> [課題内容]
下の準備書面の解説文をもとに、次の問いに答えよ。
1. 簡易裁判所の審理で準備書面を用意しなくてよい理由は何か。
2. 準備書面に記載するものは何か。
3. 相手方が在廷していない口頭弁論では、どのような事実を主張できないか。

> [対象の文章]
民事訴訟法 口頭弁論及びその準備 その4

民事訴訟法161条~ 準備書面

 

準備書面(161条)

口頭弁論は、原則口頭にて行いますが、法廷という密室内にて口頭のみでの裁判では、「言った」「言わない」と水掛け論になりかねません。

そこで、弁論主義とは言いつつ、口頭弁論は、書面で準備することになっています。これを準備書面といいます。原告でも被告でも準備書面と言われます。

ただし、簡易裁判所で行われる審理については、準備書面を用意することを要しません。簡易裁判所では、スピードが重視されるためです。

準備書面には「攻撃及び防御の方法」「相手方の請求及び攻撃又は防御の方法に対する陳述」を記載します。

相手方が在廷していない口頭弁論においては、相手方が受け取った準備書面に記載された事実以外を主張することができません。これは、本来準備書面に記載された事実のみ審理されるものと信じて欠席した人にとって、準備書面記載事項以外の事実が主張されてしまうと、受領した準備書面がその意味を失ってしまうためです。

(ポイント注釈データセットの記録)

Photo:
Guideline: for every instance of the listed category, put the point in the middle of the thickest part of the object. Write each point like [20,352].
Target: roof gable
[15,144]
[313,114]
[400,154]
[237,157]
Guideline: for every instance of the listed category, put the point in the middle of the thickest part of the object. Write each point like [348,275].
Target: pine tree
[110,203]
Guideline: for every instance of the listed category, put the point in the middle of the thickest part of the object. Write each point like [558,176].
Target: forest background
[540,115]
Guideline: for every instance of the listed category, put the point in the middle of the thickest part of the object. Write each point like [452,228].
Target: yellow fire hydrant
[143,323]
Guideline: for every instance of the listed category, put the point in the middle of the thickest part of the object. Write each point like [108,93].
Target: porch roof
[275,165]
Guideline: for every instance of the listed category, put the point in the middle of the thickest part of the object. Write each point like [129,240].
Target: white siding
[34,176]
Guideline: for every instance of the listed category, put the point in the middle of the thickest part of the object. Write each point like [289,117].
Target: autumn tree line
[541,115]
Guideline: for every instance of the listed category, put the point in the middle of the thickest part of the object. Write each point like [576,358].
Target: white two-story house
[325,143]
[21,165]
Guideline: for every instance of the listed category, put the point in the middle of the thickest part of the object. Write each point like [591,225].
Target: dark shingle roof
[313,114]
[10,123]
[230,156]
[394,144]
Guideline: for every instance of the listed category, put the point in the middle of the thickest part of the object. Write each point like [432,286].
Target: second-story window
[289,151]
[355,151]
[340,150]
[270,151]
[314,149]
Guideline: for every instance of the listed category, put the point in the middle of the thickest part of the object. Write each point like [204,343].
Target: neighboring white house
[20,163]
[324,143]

> [解答]
1. 簡易裁判所ではスピードが重視されるため。
2. 「攻撃及び防御の方法」と「相手方の請求及び攻撃又は防御の方法に対する陳述」。
3. 相手方が受け取った準備書面に記載された事実以外の事実。